Collection entries
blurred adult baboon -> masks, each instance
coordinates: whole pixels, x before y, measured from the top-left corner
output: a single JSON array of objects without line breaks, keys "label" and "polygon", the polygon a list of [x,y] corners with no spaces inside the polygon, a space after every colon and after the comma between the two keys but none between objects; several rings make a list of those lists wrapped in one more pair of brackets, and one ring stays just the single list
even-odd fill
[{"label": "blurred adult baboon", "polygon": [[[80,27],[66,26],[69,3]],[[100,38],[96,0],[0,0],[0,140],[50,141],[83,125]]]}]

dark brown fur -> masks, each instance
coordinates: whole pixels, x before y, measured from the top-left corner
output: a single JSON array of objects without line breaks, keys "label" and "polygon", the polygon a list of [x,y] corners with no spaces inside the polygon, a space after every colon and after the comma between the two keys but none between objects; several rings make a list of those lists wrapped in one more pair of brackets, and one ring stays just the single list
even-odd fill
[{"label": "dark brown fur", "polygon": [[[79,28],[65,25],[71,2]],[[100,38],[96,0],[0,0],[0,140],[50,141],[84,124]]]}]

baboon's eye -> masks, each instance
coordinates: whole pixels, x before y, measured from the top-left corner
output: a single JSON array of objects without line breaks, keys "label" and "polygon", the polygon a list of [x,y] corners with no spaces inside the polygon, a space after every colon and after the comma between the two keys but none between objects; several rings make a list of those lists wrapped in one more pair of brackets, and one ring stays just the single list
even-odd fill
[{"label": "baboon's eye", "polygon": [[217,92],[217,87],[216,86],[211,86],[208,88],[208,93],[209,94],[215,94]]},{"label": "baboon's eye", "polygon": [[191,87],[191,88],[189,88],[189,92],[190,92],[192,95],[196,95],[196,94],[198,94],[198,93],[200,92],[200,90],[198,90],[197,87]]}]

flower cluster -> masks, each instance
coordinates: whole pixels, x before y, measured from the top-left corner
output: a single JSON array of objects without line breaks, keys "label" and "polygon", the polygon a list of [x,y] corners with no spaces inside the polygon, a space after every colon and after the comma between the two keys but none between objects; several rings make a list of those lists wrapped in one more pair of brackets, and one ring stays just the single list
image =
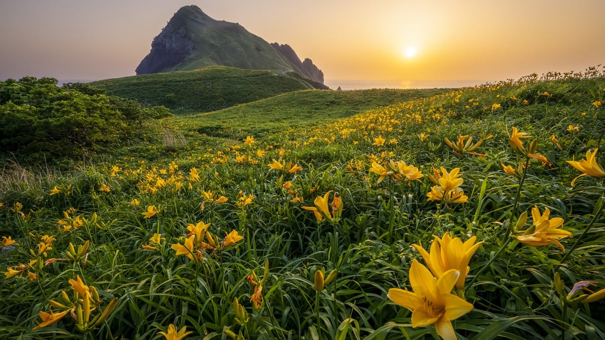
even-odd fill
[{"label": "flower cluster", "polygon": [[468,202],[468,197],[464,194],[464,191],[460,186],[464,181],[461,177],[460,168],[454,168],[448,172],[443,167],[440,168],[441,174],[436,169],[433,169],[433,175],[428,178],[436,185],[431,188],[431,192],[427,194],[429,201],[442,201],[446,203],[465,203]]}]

--

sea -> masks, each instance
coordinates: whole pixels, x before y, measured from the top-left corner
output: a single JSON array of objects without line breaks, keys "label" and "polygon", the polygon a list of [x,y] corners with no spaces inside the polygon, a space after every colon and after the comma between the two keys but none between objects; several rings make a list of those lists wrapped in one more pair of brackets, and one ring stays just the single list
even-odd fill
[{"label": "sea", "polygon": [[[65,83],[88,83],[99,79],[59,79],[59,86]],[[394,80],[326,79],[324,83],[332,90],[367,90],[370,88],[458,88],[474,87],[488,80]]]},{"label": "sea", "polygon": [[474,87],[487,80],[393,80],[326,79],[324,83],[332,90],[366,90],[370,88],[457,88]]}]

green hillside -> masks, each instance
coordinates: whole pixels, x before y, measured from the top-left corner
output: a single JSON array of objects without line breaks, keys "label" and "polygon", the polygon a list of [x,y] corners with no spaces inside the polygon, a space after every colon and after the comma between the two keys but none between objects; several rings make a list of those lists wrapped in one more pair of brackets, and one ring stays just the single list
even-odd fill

▸ WRITTEN TASK: Find every line in the entries that contains the string "cluster" and copy each of those lines in full. Case counts, so match capitals and lowercase precisely.

▸ TASK ANSWER:
flower cluster -> masks, each instance
[{"label": "flower cluster", "polygon": [[468,202],[468,197],[464,194],[464,191],[460,186],[464,181],[461,177],[460,168],[454,168],[448,172],[443,167],[440,168],[441,174],[436,169],[433,169],[433,175],[428,178],[436,185],[431,188],[431,192],[427,194],[429,201],[442,201],[446,203],[465,203]]}]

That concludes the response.